# Directions:
Copy out exactly each line from the line with "Where can the man's right" through the last line of the material below.

(Dataset excerpts on object pointing)
___
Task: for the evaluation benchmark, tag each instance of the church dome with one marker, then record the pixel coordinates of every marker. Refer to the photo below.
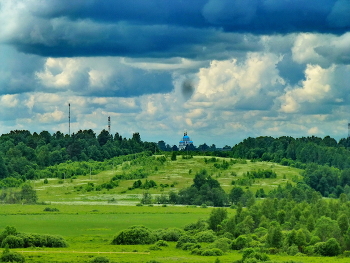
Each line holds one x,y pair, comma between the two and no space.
185,141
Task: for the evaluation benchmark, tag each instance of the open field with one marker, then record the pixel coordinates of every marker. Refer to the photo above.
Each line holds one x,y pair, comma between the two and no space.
89,220
179,174
73,220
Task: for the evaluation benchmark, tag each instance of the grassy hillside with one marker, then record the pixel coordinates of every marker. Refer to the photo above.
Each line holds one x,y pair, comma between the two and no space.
172,175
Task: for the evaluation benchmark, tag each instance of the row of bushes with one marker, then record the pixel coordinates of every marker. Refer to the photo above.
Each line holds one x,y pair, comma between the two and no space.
12,239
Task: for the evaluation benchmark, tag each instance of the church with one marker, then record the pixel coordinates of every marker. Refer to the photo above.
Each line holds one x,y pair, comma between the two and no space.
184,142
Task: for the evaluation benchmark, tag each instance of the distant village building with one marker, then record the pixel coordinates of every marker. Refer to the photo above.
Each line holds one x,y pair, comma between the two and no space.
184,142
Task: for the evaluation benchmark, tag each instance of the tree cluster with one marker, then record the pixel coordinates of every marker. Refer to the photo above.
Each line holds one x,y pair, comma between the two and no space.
12,239
23,155
205,190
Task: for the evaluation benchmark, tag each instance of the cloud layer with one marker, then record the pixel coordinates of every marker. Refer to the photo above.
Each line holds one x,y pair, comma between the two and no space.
223,70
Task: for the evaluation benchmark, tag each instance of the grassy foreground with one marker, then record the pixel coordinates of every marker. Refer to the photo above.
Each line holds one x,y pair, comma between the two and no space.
90,226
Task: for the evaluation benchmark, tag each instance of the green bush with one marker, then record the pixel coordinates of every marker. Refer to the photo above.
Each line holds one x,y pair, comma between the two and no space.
49,209
212,252
54,241
190,246
12,242
206,236
240,242
100,260
12,257
135,235
155,247
185,239
161,243
292,250
250,254
223,244
170,234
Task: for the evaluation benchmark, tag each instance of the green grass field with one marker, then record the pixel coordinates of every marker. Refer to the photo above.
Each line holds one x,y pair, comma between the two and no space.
89,220
179,173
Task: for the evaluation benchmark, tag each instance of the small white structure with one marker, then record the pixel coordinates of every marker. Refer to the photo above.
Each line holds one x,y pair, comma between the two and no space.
185,141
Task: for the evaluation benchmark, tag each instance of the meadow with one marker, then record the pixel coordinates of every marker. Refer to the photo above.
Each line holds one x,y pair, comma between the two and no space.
173,175
89,220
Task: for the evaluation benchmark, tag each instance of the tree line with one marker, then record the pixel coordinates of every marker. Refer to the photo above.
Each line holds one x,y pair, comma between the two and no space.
23,154
281,223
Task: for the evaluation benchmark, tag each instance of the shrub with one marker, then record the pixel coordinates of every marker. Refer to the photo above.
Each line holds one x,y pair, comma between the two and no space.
309,250
134,235
331,248
154,247
185,239
292,250
212,252
222,244
250,253
54,241
206,236
171,234
190,246
8,256
12,242
49,209
240,242
161,243
346,253
100,260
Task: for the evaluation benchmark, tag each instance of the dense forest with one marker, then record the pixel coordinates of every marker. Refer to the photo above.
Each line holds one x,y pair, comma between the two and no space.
23,155
290,221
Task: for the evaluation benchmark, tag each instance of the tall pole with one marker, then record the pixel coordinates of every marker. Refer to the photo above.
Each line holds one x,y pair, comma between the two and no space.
69,118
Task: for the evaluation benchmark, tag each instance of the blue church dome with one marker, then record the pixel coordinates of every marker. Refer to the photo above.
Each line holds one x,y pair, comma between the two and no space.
185,141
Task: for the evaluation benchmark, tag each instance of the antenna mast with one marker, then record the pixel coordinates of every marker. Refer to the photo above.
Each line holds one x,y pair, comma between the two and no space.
69,118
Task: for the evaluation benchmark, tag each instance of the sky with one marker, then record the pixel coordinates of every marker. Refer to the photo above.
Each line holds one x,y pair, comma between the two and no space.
222,70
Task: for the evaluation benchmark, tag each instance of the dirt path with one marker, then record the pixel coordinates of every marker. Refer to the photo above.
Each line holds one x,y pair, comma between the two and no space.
82,252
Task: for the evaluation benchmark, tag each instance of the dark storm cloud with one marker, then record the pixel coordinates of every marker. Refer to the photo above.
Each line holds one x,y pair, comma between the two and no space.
128,85
164,28
187,89
289,70
16,71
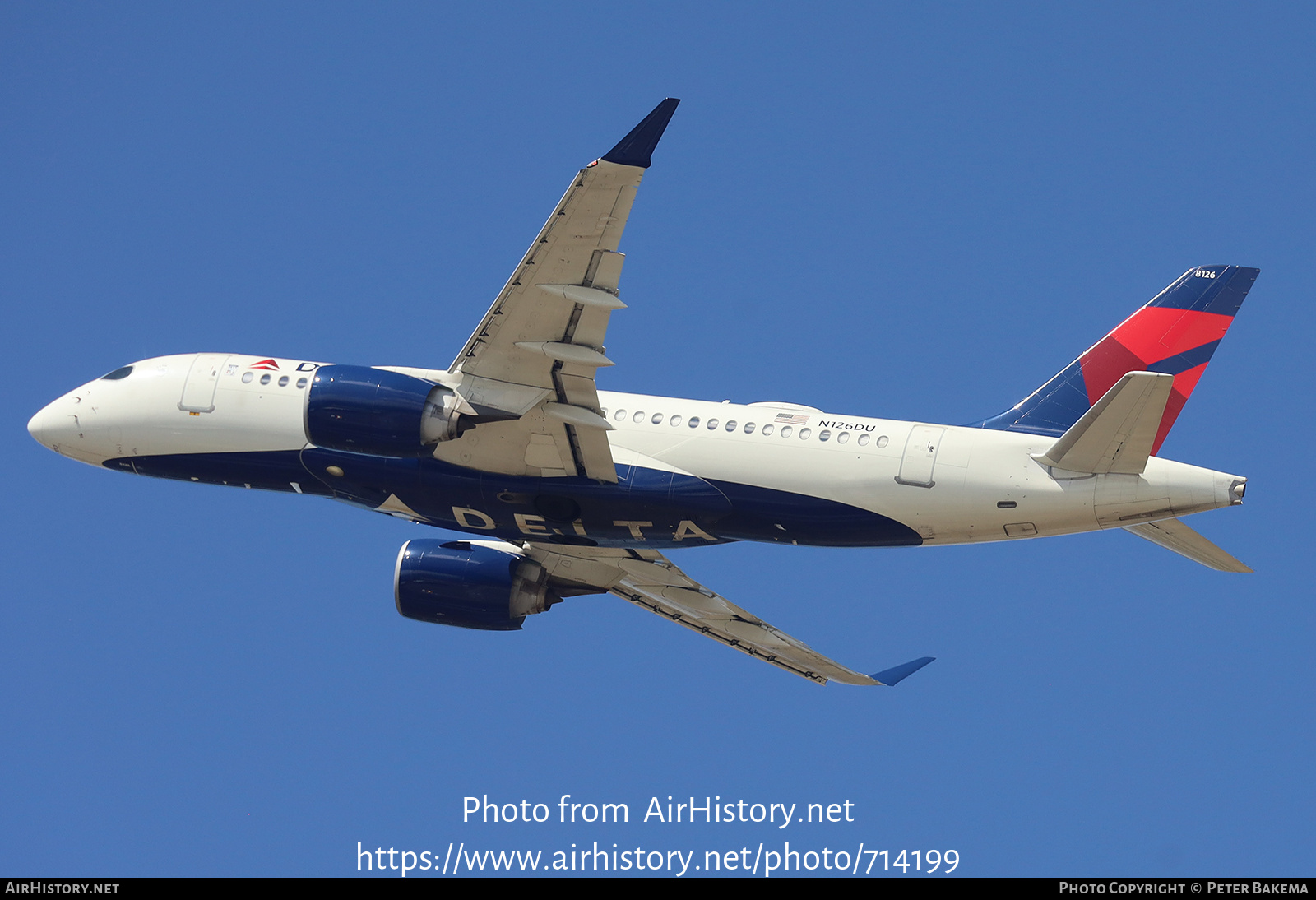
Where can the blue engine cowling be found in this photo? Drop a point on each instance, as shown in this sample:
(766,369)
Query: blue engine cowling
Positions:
(467,584)
(364,410)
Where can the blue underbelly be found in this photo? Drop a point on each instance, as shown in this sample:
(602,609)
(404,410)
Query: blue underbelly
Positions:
(645,508)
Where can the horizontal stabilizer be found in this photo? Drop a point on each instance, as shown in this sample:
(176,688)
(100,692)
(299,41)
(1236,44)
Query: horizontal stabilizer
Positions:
(1116,434)
(1173,535)
(898,674)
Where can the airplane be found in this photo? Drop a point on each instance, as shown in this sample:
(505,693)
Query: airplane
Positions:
(565,489)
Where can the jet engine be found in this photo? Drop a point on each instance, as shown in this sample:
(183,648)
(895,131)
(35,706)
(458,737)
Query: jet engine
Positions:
(484,584)
(364,410)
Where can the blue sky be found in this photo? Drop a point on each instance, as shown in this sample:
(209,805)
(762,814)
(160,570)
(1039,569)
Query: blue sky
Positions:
(915,212)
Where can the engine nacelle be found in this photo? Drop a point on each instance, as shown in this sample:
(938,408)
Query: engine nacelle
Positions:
(482,584)
(379,412)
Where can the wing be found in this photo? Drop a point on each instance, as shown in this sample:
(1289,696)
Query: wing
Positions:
(533,358)
(649,579)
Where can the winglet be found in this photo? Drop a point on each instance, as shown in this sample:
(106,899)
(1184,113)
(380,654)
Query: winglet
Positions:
(636,147)
(898,674)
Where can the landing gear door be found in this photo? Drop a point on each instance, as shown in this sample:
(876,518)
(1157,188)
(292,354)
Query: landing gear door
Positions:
(202,381)
(920,456)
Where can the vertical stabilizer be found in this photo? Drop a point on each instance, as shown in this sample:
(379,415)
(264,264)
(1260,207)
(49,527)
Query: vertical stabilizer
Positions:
(1175,335)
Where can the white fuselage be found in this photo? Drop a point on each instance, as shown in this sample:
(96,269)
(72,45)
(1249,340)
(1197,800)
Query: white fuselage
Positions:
(951,485)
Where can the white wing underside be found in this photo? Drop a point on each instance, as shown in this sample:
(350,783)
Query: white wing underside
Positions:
(537,349)
(649,579)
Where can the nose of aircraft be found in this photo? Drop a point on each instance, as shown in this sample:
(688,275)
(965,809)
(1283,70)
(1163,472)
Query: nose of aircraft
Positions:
(56,425)
(35,428)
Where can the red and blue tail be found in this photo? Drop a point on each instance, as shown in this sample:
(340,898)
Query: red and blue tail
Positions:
(1175,333)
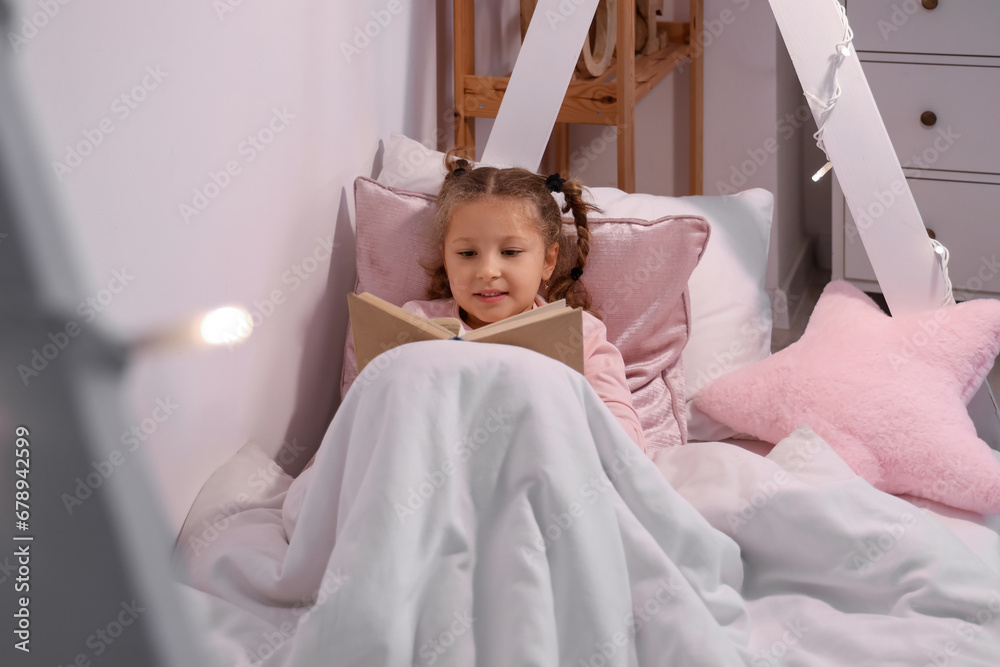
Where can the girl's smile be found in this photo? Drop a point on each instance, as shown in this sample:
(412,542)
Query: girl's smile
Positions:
(495,260)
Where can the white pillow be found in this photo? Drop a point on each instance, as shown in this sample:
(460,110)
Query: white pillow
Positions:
(730,309)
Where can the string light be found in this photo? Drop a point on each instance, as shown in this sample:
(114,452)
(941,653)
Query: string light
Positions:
(843,51)
(942,255)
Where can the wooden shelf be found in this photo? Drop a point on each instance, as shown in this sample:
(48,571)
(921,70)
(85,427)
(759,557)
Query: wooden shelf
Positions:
(606,100)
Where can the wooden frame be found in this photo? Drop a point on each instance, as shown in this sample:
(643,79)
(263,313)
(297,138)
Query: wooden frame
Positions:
(606,100)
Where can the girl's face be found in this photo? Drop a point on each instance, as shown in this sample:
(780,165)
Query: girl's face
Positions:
(495,259)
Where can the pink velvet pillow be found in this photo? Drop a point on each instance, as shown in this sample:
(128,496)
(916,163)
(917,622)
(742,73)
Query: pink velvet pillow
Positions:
(637,273)
(888,394)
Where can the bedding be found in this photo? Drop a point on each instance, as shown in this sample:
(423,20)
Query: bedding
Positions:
(888,393)
(730,327)
(645,308)
(479,504)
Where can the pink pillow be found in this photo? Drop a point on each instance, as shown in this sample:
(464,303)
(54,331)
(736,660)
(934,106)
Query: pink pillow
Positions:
(636,274)
(889,394)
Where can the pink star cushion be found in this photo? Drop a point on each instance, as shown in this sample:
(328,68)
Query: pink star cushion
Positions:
(887,393)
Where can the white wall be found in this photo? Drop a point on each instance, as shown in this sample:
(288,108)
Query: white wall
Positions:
(222,77)
(223,74)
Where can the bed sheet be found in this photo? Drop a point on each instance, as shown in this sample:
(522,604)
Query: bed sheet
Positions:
(981,534)
(478,504)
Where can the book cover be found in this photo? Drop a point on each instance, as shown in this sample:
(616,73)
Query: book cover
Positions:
(555,330)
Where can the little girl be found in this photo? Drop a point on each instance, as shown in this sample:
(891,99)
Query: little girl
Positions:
(498,233)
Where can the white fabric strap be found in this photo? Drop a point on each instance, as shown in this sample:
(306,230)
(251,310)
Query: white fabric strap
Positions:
(856,142)
(911,272)
(538,83)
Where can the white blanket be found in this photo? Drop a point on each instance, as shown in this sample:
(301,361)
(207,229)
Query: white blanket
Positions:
(479,504)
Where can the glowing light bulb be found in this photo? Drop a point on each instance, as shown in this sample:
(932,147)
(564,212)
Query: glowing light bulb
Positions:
(226,325)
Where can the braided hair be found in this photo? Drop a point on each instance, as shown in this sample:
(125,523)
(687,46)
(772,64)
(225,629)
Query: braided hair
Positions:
(464,184)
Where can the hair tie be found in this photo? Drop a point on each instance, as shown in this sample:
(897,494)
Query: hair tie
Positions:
(554,182)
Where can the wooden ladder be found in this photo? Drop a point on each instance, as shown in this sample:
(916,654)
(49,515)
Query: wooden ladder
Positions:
(609,99)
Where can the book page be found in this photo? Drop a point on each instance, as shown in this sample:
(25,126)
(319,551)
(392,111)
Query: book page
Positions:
(559,336)
(378,326)
(541,311)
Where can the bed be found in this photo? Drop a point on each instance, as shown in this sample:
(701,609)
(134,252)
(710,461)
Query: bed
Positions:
(552,540)
(479,504)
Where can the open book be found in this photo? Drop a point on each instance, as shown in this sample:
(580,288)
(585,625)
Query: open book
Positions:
(555,329)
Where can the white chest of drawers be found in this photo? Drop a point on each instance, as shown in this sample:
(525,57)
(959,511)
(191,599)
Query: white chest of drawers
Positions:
(934,69)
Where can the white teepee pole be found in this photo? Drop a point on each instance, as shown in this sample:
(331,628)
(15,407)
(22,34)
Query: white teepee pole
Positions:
(538,83)
(877,193)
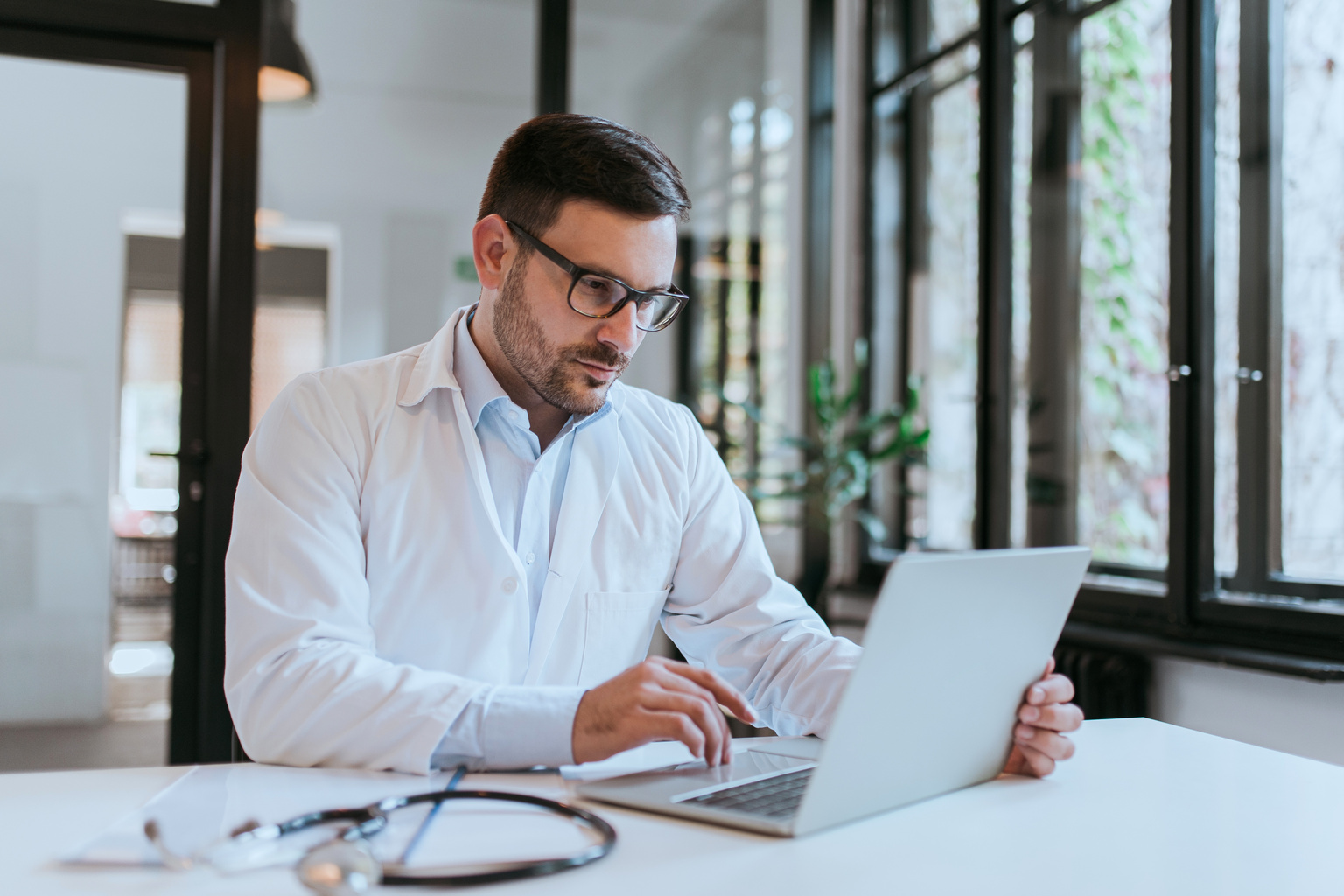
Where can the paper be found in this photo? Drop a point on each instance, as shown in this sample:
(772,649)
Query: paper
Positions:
(206,803)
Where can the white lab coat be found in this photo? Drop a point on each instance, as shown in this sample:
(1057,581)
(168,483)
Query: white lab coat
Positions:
(371,592)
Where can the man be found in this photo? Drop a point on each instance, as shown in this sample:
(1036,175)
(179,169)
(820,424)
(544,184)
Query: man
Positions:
(458,554)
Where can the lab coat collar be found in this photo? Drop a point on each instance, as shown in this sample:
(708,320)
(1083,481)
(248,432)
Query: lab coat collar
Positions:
(473,374)
(593,465)
(434,367)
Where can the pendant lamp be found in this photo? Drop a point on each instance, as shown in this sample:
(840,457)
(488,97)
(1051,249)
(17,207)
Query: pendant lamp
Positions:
(284,74)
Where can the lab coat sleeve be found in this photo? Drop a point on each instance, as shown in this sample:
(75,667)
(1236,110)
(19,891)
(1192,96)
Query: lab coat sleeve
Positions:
(730,612)
(304,682)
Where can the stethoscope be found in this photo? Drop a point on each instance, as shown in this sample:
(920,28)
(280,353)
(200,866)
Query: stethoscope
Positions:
(346,864)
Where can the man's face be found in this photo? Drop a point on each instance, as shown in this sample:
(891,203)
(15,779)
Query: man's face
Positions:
(567,359)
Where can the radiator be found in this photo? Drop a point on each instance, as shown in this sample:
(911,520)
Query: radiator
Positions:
(1109,684)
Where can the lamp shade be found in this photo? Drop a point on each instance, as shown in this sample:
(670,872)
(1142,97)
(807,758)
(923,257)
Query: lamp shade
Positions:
(284,67)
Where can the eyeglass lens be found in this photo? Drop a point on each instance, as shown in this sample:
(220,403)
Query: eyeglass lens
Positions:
(598,296)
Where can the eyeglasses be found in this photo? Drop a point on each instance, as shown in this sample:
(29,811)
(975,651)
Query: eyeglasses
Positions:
(594,294)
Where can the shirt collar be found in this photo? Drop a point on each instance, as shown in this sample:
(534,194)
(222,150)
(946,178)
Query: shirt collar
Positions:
(472,374)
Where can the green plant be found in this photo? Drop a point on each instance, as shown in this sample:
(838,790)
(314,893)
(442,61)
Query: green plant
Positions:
(842,457)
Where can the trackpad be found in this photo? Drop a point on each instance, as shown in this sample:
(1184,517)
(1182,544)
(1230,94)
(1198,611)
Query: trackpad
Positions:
(794,747)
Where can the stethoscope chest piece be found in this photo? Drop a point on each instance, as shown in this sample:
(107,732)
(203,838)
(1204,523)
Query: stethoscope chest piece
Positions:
(340,868)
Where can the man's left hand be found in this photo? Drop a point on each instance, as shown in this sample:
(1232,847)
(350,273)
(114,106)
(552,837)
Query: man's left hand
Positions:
(1043,715)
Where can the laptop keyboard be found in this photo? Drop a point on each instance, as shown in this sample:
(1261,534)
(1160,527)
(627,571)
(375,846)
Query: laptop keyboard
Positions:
(774,797)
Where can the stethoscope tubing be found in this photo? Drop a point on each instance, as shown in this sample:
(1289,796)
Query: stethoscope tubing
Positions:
(396,876)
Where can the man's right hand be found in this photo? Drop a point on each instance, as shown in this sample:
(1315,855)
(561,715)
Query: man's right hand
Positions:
(659,700)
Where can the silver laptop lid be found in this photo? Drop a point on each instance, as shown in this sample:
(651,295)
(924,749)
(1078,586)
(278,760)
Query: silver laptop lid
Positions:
(952,647)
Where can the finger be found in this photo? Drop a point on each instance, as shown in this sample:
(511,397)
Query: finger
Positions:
(1057,717)
(682,684)
(722,690)
(704,713)
(1053,745)
(1035,763)
(1053,688)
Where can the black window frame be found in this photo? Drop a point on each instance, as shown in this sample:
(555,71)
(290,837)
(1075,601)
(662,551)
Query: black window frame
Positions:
(218,50)
(1186,609)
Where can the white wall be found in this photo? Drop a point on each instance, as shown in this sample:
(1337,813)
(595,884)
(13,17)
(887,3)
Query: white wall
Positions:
(1281,712)
(414,100)
(80,145)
___
# Solution to the exercise:
Where can the man's right hand be found in this photo? Drop a point on each instance, as shown in this sample:
(1315,855)
(561,715)
Query: man's right hand
Positions:
(659,700)
Where can the silver laptop lid be found in this photo? Drop a point on each instance, as shown in this sample:
(651,295)
(924,749)
(1078,586)
(278,760)
Query: silver laptop lid
Positions:
(952,647)
Where can the finger be found in this photo? Drop a point on each instance, as shown in this sample:
(511,397)
Query: finger
Positions:
(1057,717)
(682,684)
(722,690)
(704,713)
(1053,745)
(1035,763)
(1053,688)
Where can the black window frame be found in this photo? Drop a point on each instance, as shown in this sample:
(555,71)
(290,837)
(1075,601)
(662,551)
Query: black window frame
Positions:
(218,50)
(1186,609)
Where can the white wall be found in this photo? Drop a point on each instance, as shown in this sample:
(1337,813)
(595,884)
(13,17)
(887,3)
Query: white wall
Positions:
(1281,712)
(414,100)
(80,145)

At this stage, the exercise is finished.